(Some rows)
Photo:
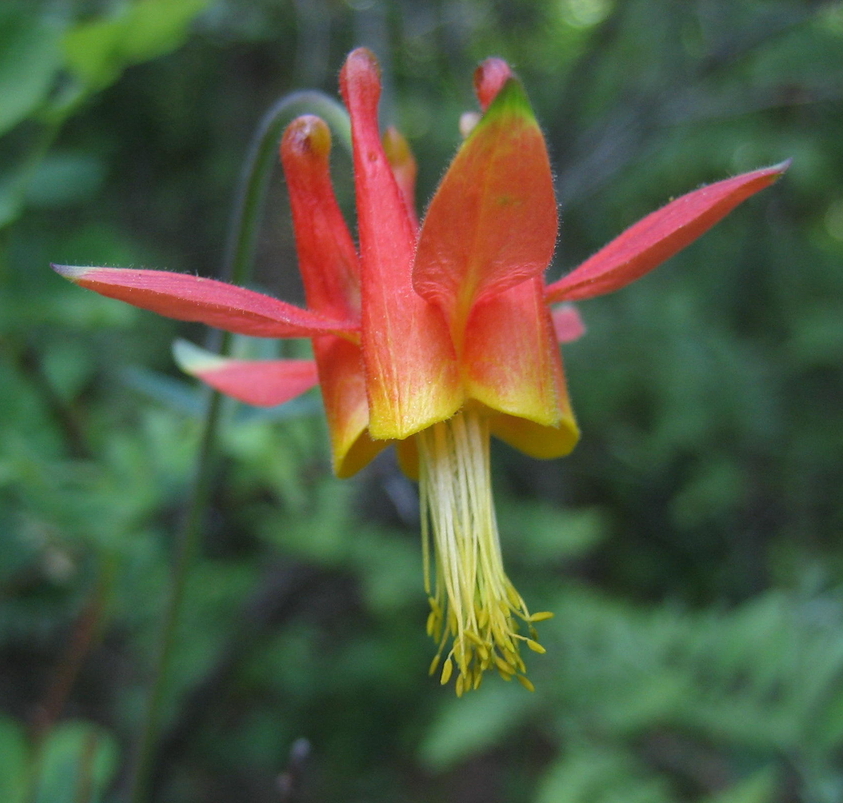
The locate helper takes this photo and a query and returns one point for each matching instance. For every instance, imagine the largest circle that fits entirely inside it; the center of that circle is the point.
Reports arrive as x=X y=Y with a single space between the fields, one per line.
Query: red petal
x=263 y=383
x=327 y=256
x=567 y=323
x=660 y=235
x=411 y=371
x=192 y=298
x=404 y=168
x=489 y=79
x=492 y=223
x=343 y=385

Exercise: Report how many lines in the rows above contain the string "matching". Reply with the number alone.

Expected output: 1